**DIRECTIONS**
1) According to the post on American attitudes toward intelligence, which character is always the hero?
2) Reproduce the post on American attitudes toward intelligence word for word, between "How many heroes" and "the system, etc.", inclusive.
3) Proceed with the post on American attitudes toward intelligence, picking up after its final sentence.

**GIVEN PASSAGE**
*** Block opens ***
These are the most educated cities in the US in 2020

@shawbridge The USA has always had an uneasy relationship with smart people. Look haw many bad guys have been “evil geniuses” who were, somehow, beaten by brave but not that smart heroes, think about how smart people are almost always portrayed as evil, arrogant, ineffectual, weak, or useless. Look at how damaging having a graduate degree can be to the political chances of somebody.

While there have been short period during which being smart has been considered a good thing - the 1930s, the past 20 years or so, the attitude that smart people cannot be trusted is fairly deeply ingrained in the US culture. It is sometimes easy to forget that here on CC, where being good at school is considered a virtue, but that is still not all that widespread.

How many heroes in literature and popular culture have been truly smart, until recently? For every MacGyver, there are 30 A-Teams. It is Harry Potter who is always the hero, and Hermione Grainger is a supporting character.

In the past few years, it’s sometimes been hidden by claiming that the people who are very intelligent are not “really” smart. No, there is something called “street smarts” which is not related to the type of intelligence that allows somebody to be inventive of otherwise creative. So a person with “true intelligence” is somebody who can make a lot of money, or manipulate the system, etc.

That is why everybody thinks of Bill Gates or Steve Jobs as “geniuses”, since they were able to monetize the inventions of other people. The people who are actually inventing the technology which these people are selling are ignored, and considered as being, somehow, of “lesser” intelligence.
*** Block closes ***
**SUPPLIED RECORDS**
*** Block opens ***
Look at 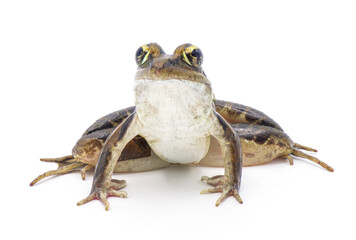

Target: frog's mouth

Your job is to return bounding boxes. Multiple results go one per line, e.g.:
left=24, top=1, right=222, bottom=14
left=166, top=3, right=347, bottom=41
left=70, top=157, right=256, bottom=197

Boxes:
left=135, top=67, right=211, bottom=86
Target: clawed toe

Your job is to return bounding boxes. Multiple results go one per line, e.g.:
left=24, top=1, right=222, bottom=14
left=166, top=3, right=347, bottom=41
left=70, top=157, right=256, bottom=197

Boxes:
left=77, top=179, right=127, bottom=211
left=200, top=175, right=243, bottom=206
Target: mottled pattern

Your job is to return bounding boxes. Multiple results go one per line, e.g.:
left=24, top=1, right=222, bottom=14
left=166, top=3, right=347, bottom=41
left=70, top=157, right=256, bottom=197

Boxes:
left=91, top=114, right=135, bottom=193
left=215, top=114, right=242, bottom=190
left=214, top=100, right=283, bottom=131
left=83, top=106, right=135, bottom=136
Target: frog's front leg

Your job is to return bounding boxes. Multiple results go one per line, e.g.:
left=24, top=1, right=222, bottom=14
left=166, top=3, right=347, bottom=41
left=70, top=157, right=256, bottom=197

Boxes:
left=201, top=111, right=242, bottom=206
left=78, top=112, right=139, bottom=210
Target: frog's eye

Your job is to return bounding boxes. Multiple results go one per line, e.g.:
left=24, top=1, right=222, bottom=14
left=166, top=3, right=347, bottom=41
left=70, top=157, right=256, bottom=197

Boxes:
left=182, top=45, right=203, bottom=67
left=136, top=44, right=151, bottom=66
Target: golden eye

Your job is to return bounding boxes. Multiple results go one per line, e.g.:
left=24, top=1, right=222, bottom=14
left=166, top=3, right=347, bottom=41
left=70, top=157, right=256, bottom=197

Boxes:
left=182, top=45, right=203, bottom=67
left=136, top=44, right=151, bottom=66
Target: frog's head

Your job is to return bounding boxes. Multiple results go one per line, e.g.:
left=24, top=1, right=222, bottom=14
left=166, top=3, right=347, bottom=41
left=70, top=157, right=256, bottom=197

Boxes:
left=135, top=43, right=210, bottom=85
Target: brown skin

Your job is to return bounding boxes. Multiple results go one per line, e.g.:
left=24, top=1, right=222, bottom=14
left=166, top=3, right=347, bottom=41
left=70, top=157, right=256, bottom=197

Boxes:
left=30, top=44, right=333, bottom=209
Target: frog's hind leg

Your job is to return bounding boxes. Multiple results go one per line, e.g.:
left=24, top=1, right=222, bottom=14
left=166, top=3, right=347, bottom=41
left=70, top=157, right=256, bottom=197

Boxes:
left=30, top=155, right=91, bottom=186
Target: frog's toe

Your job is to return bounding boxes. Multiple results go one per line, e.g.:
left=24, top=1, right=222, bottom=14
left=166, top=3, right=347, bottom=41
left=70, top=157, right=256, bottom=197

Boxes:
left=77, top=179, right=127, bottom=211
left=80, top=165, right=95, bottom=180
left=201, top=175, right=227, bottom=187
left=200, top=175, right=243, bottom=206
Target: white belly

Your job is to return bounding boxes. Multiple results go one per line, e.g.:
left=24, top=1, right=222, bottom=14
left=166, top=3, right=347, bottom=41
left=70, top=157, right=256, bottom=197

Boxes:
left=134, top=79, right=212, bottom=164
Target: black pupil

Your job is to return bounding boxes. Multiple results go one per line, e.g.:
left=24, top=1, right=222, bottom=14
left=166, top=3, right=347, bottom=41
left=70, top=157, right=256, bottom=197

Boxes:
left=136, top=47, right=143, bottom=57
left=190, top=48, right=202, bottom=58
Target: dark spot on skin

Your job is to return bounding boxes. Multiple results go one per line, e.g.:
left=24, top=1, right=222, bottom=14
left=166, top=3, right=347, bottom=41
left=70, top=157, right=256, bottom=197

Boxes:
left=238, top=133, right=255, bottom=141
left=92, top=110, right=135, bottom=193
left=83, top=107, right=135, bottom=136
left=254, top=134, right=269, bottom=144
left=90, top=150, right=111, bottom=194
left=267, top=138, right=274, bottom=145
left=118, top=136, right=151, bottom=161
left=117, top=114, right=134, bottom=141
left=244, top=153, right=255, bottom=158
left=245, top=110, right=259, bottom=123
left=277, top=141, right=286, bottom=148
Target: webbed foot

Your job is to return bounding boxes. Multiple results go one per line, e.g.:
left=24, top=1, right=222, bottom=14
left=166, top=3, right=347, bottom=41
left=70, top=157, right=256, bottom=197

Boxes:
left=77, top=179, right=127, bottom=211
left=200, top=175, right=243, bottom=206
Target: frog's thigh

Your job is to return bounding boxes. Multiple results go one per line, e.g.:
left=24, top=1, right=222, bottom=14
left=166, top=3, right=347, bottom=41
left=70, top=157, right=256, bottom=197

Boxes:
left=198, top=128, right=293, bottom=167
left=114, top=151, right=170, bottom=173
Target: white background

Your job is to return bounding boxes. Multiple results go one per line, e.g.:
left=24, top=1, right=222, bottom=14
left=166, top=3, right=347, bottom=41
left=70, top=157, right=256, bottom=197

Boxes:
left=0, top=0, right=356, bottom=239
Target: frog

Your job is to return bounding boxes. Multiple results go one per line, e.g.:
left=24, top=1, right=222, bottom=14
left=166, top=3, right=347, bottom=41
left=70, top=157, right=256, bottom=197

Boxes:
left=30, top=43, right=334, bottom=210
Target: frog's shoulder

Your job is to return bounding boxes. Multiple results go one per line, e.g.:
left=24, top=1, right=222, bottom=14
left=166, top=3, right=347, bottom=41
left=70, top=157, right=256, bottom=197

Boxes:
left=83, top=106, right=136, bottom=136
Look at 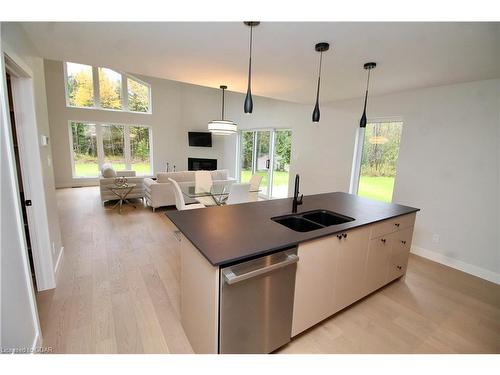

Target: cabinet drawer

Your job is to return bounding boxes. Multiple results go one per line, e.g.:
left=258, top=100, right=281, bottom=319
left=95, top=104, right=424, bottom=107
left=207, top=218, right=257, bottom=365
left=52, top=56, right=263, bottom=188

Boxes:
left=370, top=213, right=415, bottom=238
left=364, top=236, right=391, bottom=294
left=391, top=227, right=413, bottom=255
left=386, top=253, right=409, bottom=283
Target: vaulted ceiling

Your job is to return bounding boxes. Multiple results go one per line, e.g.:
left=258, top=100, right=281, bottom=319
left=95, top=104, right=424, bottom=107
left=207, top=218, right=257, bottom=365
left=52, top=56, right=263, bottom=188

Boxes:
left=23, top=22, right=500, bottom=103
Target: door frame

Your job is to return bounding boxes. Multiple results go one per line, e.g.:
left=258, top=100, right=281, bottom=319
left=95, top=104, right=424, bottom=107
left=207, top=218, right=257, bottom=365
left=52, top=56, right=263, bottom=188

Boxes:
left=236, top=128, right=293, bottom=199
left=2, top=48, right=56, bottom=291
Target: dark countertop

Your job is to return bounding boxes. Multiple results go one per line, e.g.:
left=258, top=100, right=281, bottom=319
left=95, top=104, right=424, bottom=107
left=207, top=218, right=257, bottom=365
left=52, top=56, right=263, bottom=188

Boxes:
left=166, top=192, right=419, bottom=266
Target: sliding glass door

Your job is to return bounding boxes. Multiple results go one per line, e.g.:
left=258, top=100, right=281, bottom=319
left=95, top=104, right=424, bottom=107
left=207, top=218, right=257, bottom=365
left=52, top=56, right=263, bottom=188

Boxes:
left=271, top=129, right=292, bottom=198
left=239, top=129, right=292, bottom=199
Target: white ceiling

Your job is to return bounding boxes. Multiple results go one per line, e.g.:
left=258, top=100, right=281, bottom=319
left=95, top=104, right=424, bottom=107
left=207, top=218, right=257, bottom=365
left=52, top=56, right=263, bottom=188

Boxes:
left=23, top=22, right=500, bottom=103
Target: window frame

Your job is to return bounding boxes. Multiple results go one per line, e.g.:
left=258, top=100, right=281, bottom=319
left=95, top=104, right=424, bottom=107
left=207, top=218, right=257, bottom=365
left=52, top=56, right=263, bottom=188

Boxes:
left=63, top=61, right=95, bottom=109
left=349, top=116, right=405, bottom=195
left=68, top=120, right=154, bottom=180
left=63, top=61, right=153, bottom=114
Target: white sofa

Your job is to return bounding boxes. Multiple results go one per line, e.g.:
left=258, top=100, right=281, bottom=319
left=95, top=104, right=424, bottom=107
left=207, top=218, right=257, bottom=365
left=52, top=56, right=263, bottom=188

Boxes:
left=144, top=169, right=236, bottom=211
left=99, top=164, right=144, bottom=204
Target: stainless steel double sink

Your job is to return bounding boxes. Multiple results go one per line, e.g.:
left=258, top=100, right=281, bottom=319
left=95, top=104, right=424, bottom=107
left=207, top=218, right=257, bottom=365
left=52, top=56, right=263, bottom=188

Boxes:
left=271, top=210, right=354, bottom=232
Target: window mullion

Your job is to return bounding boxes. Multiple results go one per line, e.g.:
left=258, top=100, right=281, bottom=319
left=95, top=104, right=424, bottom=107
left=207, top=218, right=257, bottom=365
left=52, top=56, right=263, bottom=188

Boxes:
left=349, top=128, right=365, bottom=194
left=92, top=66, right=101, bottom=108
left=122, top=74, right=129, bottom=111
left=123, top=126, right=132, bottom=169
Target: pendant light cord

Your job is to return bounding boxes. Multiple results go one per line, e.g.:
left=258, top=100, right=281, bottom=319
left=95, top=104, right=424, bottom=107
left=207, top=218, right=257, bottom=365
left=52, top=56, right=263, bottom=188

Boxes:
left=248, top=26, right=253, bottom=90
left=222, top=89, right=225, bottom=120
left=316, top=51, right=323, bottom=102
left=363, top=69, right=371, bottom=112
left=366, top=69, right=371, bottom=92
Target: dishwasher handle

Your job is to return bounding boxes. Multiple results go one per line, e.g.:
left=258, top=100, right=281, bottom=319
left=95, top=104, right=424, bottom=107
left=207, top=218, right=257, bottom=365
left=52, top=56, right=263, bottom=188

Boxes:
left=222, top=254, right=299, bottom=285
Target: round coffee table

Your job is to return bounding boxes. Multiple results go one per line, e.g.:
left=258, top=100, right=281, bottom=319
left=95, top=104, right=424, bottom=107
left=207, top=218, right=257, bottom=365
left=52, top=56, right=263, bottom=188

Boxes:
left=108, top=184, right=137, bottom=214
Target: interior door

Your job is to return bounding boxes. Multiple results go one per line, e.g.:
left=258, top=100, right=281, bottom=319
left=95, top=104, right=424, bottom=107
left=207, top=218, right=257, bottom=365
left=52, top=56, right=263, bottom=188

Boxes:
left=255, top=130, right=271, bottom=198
*** Block closes ***
*** Block opens ***
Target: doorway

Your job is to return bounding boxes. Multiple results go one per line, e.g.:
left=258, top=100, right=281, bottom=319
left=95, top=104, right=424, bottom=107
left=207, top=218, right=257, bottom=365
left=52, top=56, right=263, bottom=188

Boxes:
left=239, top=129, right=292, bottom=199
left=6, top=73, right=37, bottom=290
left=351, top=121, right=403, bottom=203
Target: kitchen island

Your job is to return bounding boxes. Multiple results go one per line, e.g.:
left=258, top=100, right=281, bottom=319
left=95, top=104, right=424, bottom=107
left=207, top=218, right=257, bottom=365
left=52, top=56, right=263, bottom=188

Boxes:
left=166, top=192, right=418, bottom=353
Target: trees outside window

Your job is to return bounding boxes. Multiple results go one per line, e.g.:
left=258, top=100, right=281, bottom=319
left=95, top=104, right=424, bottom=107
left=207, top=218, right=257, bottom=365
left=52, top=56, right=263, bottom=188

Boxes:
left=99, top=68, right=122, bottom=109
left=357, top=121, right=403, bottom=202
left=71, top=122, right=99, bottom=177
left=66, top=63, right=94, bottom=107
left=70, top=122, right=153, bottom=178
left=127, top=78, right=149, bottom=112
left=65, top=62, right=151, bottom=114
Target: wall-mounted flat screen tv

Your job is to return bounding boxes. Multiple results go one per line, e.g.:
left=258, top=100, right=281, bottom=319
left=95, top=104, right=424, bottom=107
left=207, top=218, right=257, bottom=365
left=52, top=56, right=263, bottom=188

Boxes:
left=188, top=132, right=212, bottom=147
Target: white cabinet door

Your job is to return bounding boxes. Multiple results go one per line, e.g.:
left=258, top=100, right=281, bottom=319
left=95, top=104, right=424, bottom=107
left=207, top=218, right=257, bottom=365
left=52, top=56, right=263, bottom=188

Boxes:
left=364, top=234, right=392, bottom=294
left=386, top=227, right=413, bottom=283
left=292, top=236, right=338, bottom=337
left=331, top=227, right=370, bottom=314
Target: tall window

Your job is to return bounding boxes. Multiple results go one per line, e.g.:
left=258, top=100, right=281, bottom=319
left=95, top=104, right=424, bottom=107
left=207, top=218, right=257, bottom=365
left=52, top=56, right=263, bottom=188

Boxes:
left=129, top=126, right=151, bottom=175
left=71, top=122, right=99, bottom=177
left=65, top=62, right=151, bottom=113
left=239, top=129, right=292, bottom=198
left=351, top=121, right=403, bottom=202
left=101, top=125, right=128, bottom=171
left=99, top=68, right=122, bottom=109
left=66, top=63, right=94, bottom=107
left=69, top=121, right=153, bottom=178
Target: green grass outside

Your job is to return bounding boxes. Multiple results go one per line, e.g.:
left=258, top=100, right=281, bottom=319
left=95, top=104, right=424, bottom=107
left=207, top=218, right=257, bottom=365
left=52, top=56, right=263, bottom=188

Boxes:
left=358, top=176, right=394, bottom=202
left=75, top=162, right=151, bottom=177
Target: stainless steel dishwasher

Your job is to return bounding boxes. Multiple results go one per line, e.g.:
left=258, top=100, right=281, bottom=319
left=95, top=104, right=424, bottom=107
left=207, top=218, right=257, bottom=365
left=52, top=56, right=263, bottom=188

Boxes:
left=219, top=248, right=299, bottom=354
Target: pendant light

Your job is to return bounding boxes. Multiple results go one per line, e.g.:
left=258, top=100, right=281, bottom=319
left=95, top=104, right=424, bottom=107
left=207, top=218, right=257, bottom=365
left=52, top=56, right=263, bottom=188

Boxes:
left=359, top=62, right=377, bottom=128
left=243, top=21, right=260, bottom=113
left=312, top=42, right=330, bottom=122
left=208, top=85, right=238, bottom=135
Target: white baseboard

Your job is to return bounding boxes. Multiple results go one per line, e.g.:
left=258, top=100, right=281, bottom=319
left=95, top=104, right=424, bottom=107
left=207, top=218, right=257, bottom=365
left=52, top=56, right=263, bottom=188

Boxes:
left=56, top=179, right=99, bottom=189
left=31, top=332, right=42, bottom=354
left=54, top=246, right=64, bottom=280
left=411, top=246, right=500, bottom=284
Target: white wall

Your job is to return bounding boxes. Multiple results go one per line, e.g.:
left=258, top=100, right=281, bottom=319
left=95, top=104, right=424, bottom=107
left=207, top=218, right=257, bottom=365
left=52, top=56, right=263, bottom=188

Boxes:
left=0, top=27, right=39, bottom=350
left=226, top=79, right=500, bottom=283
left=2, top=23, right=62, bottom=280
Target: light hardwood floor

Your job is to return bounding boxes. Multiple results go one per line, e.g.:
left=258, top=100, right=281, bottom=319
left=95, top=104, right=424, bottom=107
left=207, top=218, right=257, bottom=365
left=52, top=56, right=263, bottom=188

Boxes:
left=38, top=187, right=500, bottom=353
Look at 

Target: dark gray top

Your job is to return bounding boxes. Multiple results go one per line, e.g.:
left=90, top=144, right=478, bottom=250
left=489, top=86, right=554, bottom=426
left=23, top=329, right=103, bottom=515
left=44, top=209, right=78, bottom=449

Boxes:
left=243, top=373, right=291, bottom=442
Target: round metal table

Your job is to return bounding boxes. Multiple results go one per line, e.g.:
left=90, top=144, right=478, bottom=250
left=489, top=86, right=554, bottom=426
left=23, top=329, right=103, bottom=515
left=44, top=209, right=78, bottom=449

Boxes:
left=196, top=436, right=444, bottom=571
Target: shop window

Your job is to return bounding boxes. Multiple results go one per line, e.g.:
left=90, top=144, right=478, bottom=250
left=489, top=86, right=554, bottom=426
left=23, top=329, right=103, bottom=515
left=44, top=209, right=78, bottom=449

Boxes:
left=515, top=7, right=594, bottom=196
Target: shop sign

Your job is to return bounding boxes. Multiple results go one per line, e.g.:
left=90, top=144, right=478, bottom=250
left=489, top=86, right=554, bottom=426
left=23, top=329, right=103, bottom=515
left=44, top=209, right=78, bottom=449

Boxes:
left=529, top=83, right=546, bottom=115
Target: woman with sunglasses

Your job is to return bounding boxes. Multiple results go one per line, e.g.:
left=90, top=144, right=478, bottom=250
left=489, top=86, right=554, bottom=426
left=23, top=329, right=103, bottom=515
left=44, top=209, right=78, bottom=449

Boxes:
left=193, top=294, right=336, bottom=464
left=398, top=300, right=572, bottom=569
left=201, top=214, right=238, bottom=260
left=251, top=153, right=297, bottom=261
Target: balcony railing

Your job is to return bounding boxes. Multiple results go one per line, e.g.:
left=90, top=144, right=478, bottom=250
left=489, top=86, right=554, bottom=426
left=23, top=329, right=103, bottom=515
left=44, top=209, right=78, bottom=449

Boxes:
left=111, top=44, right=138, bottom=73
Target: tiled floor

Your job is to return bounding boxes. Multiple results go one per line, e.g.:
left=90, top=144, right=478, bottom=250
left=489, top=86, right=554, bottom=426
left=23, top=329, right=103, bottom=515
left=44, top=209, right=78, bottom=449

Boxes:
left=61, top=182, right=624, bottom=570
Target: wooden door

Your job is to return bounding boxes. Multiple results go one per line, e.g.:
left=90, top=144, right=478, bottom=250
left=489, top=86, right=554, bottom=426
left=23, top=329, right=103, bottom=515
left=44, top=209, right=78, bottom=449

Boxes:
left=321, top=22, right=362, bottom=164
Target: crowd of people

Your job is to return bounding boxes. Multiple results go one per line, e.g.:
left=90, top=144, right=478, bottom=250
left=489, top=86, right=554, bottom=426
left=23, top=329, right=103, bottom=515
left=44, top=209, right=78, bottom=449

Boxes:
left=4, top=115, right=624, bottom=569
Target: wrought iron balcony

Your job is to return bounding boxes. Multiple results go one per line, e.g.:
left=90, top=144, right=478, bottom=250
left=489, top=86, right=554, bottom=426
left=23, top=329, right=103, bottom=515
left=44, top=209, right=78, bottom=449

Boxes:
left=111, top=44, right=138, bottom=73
*** Block closes ***
**ANSWER LIST**
1) Harry Potter.

2)
How many heroes in literature and popular culture have been truly smart, until recently? For every MacGyver, there are 30 A-Teams. It is Harry Potter who is always the hero, and Hermione Grainger is a supporting character.

In the past few years, it’s sometimes been hidden by claiming that the people who are very intelligent are not “really” smart. No, there is something called “street smarts” which is not related to the type of intelligence that allows somebody to be inventive of otherwise creative. So a person with “true intelligence” is somebody who can make a lot of money, or manipulate the system, etc.

3)
Universities epitomize the type of intelligence which is scariest. These are not only people who are smart in the ways that make so many Americans uneasy, but they also disprove the tropes that are so dear to the American heart. They are creative, they are powerful, and some are rich, and, worst of all, they control the education of the youth of America.

America’s greatest achievement in higher education - importing brains on a scale never seen before, also plays into it, because it there is something that Americans fear more than intelligence, it is foreigners.

Baby boomers grew up on all the tropes related to academics, and internalized them more than any generation before or after. There are the conservative tropes that academics are “un-American”. There are the left-wing tropes that academics as cold and clinical and not only do not have compassion and humanity, but do not “understand nature”. The lefty also has the trope of creativity only existing in the arts, not in any academic field. There are apolitical tropes that academics are not actually working but living well on great salaries and simply spend their time engaging in wasteful pastimes of studying stuff which doesn’t matter. Then there is the trope of scientists “studying things that were never meant to be studied”. These tropes dominate books and movies from 1950s to the early 2000s, and still exist today, especially in popular media.